What you are asked to do:
Copy out the data below line for line with no changes, leaving out the pictures.

+ + + + + + +

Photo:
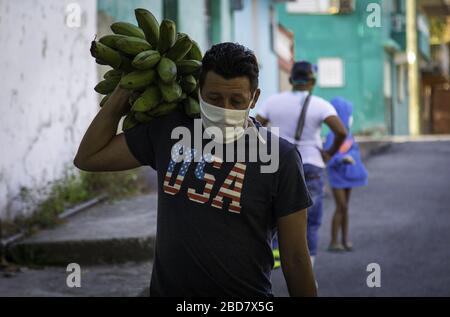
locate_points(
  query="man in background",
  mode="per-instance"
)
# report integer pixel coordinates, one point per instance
(284, 111)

+ + + + + + +

Solution:
Photo:
locate_points(
  query="man in background",
  mode="per-instance"
)
# report integer pixel coordinates, one point per instance
(284, 111)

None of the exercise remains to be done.